Text excerpt
□ □ □ □ □

Hungarian zoologist, ethnographer, archaeologist, and politician

Ottó Herman born Herrmann Károly Ottó (26 June 1835 – 27 December 1914) was a Hungarian zoologist, ethnographer, archaeologist, journalist and politician. A polymath recognized as a pioneer of Hungarian natural history research, he made numerous studies on Hungarian spiders, birds, and fishes, and founded the journal Natural History Notebooks and the ornithological journal Aquila. He is called "the Father of the birds" in Hungary. A member of several learned societies including the Royal Hungarian Society of Natural History, Hungarian Linguistics Society, Hungarian Society of Ethnography, he was elected to the Hungarian Parliament. The Ottó Herman Museum of Miskolc was named after him.

==Biography==
Herrman was born in Breznóbánya, Kingdom of Hungary (now Brezno, Slovakia) into a Zipser German family. His father Károly Herrmann was a surgeon in the mines and his mother Franciska Ganzstuck was from Hammersberg. He started his schooling at the Lutheran Gymnasium in Miskolc where a major influence was Károly Máday. He worked as an apprentice to a locksmith in Miskolc and then in Korompán. He studied engineering in Vienna, however, due to the death of his father he couldn't finish his studies. At age 14 he wanted to join the Hungarian revolutionaries of 1848 but was sent home because he couldn't provide a letter of his father's consent. He dropped Karoly from his name and dropped the German spelling of Herrmann in favour of Herman.

□ □ □ □ □

Extracted data
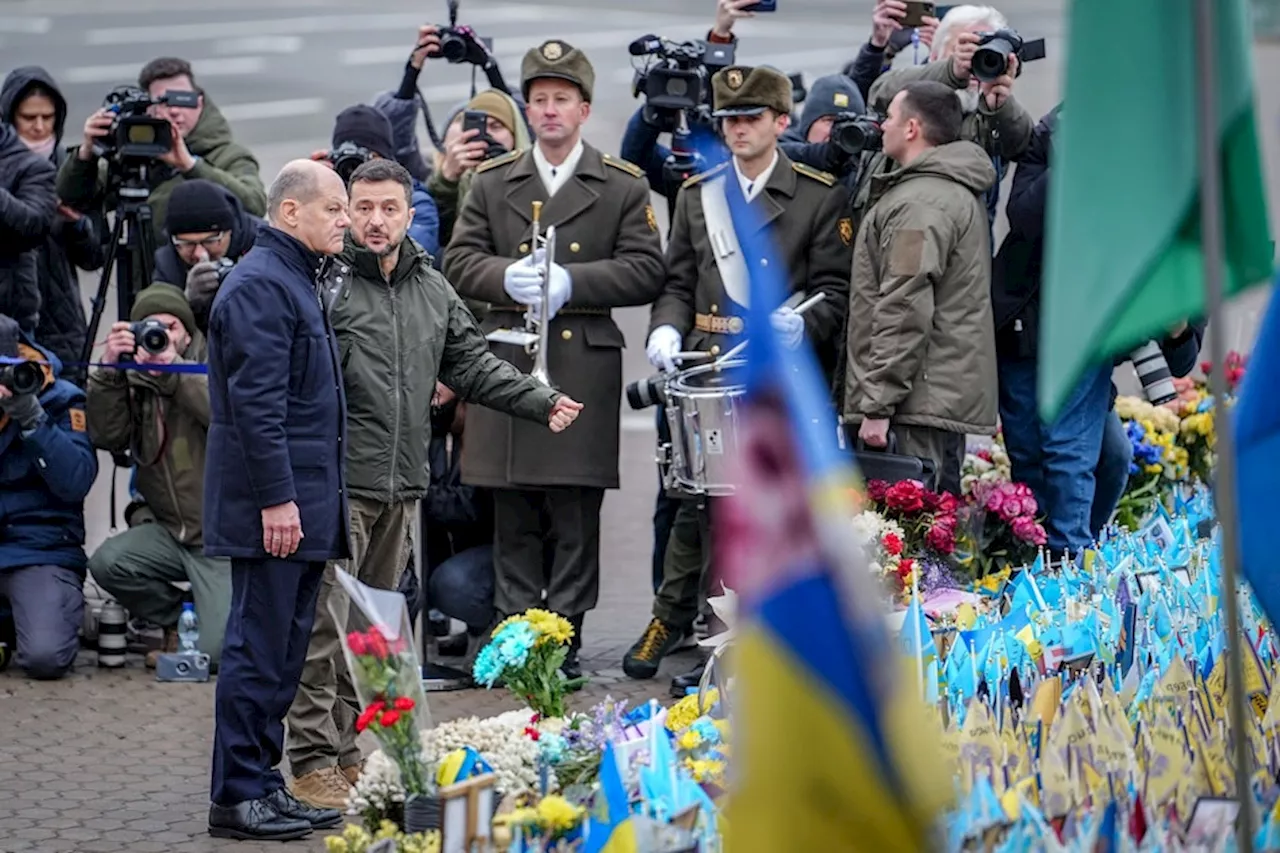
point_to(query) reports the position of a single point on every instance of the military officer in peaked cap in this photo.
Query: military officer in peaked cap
(548, 487)
(703, 305)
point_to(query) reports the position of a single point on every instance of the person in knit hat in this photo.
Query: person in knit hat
(161, 419)
(370, 132)
(208, 228)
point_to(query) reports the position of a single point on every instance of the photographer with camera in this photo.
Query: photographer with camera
(362, 133)
(976, 54)
(704, 297)
(161, 419)
(920, 347)
(31, 101)
(200, 147)
(48, 465)
(209, 231)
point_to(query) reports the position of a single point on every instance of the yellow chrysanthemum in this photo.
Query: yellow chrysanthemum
(684, 712)
(689, 740)
(557, 815)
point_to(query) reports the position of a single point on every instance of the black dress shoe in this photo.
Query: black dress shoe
(289, 806)
(681, 684)
(255, 820)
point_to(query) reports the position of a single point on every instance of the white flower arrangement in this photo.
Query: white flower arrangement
(501, 740)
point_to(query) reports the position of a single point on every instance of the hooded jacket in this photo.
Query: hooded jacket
(69, 243)
(44, 477)
(26, 215)
(920, 341)
(219, 159)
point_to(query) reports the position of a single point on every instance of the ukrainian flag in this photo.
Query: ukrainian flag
(835, 748)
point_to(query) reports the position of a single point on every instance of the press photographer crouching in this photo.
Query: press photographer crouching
(209, 232)
(362, 133)
(161, 419)
(46, 468)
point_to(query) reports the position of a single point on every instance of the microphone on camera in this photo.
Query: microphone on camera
(645, 45)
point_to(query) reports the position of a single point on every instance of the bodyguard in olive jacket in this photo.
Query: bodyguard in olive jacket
(400, 325)
(922, 346)
(607, 255)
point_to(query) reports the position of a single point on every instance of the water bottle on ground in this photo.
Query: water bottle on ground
(188, 628)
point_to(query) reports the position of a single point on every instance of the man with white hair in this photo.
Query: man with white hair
(992, 117)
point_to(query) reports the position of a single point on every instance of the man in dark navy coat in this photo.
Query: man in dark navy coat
(274, 492)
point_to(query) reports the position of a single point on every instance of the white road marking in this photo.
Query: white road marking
(128, 72)
(272, 109)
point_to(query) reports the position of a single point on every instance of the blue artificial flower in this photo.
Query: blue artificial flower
(513, 643)
(488, 666)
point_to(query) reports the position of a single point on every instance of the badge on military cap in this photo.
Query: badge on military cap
(740, 90)
(560, 60)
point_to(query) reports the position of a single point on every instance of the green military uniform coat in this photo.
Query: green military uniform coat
(804, 210)
(607, 238)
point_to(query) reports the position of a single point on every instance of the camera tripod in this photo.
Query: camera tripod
(132, 241)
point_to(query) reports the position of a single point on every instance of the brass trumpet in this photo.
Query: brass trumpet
(535, 336)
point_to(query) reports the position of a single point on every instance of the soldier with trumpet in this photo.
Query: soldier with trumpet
(703, 305)
(548, 491)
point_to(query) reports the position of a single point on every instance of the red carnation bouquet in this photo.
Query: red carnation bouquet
(928, 519)
(388, 680)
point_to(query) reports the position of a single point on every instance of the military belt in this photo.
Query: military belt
(565, 311)
(716, 324)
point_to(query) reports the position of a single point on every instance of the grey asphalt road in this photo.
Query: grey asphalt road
(280, 69)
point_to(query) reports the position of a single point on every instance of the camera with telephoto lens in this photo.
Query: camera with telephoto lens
(648, 392)
(1152, 369)
(135, 135)
(856, 132)
(22, 378)
(991, 58)
(461, 44)
(150, 334)
(347, 158)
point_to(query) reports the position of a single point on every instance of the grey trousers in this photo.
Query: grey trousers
(48, 609)
(323, 716)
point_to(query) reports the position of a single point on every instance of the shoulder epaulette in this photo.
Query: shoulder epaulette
(497, 162)
(703, 176)
(809, 172)
(630, 168)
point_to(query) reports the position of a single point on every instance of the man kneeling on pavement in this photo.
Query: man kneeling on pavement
(46, 468)
(161, 420)
(400, 327)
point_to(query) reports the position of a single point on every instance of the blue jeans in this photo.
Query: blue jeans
(1055, 460)
(1112, 473)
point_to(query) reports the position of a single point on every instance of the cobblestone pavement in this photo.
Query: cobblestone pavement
(113, 761)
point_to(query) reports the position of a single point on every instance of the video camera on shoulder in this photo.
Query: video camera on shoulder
(133, 133)
(991, 59)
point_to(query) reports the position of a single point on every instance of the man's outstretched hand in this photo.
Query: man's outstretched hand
(563, 414)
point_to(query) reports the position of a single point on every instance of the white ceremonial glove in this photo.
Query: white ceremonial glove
(560, 293)
(522, 282)
(663, 345)
(789, 325)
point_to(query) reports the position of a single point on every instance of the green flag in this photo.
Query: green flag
(1123, 260)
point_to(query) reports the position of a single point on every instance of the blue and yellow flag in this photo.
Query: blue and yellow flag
(836, 751)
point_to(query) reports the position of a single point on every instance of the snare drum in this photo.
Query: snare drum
(702, 413)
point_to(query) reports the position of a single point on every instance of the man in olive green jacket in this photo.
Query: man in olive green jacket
(202, 149)
(163, 420)
(400, 327)
(922, 345)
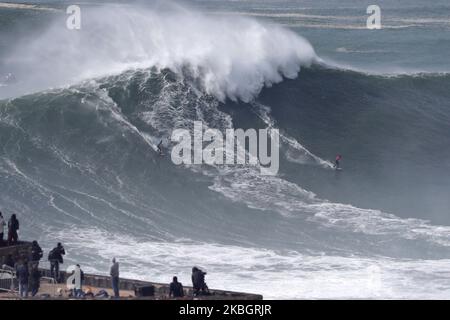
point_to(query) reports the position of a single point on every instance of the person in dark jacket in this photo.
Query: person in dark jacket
(35, 280)
(22, 275)
(13, 226)
(176, 289)
(198, 282)
(9, 261)
(36, 253)
(55, 258)
(2, 228)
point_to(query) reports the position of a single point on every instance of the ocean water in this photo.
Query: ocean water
(80, 119)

□ □ □ □ □

Assignment A
Please copy word for word the part of the Ottó Herman text above from "Hungarian zoologist, ethnographer, archaeologist, and" to "named after him.".
Assignment B
Mark each statement about the Ottó Herman text yes or no, and quote the text's words that decide it:
(i) He was born into a Zipser German family.
(ii) He completed his engineering studies in Vienna.
(iii) He founded the ornithological journal Aquila.

Final answer A
Hungarian zoologist, ethnographer, archaeologist, and politician

Ottó Herman born Herrmann Károly Ottó (26 June 1835 – 27 December 1914) was a Hungarian zoologist, ethnographer, archaeologist, journalist and politician. A polymath recognized as a pioneer of Hungarian natural history research, he made numerous studies on Hungarian spiders, birds, and fishes, and founded the journal Natural History Notebooks and the ornithological journal Aquila. He is called "the Father of the birds" in Hungary. A member of several learned societies including the Royal Hungarian Society of Natural History, Hungarian Linguistics Society, Hungarian Society of Ethnography, he was elected to the Hungarian Parliament. The Ottó Herman Museum of Miskolc was named after him.

Final answer B
(i) Yes: "into a Zipser German family"
(ii) No: "due to the death of his father he couldn't finish his studies"
(iii) Yes: "founded the journal Natural History Notebooks and the ornithological journal Aquila"